Starting with the line that contains "Guideline: one keypoint per instance of the red", reproduce each line through the end of the listing below, with no other output.

-------- Data for analysis

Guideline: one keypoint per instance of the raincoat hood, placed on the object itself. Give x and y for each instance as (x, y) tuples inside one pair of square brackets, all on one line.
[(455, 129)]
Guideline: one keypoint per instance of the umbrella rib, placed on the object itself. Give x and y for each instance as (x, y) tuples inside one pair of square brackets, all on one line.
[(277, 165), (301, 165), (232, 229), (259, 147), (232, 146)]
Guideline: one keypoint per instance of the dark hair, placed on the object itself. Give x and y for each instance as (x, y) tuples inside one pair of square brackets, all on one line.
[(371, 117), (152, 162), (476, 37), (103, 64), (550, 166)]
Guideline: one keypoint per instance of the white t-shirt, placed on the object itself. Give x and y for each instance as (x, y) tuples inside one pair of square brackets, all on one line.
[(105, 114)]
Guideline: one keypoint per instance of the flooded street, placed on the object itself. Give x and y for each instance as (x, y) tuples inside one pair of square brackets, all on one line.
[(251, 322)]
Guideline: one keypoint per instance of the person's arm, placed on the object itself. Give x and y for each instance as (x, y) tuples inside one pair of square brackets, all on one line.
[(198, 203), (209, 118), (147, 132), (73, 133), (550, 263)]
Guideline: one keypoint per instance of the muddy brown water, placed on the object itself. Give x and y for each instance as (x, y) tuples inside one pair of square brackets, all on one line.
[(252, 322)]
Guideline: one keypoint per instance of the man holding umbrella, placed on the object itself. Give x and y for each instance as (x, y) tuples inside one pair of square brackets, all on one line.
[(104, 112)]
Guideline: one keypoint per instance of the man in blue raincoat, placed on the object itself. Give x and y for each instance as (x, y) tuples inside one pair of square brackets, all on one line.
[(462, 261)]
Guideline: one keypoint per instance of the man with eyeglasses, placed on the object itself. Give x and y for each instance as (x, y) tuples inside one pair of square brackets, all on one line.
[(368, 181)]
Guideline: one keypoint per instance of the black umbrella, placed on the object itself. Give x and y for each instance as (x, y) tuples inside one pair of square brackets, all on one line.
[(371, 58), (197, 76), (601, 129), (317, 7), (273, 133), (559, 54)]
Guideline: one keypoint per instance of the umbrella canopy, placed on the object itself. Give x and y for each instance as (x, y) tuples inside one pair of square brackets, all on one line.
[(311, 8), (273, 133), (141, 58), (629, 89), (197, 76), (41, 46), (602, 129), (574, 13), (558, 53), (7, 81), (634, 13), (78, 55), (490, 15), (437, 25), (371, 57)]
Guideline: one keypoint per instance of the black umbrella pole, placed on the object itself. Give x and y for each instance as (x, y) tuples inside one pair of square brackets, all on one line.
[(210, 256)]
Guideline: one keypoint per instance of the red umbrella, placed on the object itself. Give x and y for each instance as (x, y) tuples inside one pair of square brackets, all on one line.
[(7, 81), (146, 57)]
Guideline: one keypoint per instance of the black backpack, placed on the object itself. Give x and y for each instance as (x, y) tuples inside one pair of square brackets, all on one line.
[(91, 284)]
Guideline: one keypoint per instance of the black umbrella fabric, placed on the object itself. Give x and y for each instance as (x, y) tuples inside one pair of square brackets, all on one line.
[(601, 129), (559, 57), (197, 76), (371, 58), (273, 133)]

----------------

* **Result below**
Guideline: one keypoint per instance of the red umbrella, placed on the object itself. Give x and y for each instance as (x, y) tuples inside one pair of square brackets, all on one line.
[(7, 81), (146, 57)]
Guideline: one keypoint per instance of the black backpack, placed on the object itself. Give x and y for each instance as (x, y) tuples inside one pair of square brackets, all on one line.
[(91, 284)]
Guideline: one keypoint per instance of the black umbrella fabric, placed on the object itself. Give x and y for each instance as (x, y) tuples inside one pair of square brackets, all on one line.
[(601, 129), (559, 57), (197, 76), (371, 58), (273, 133)]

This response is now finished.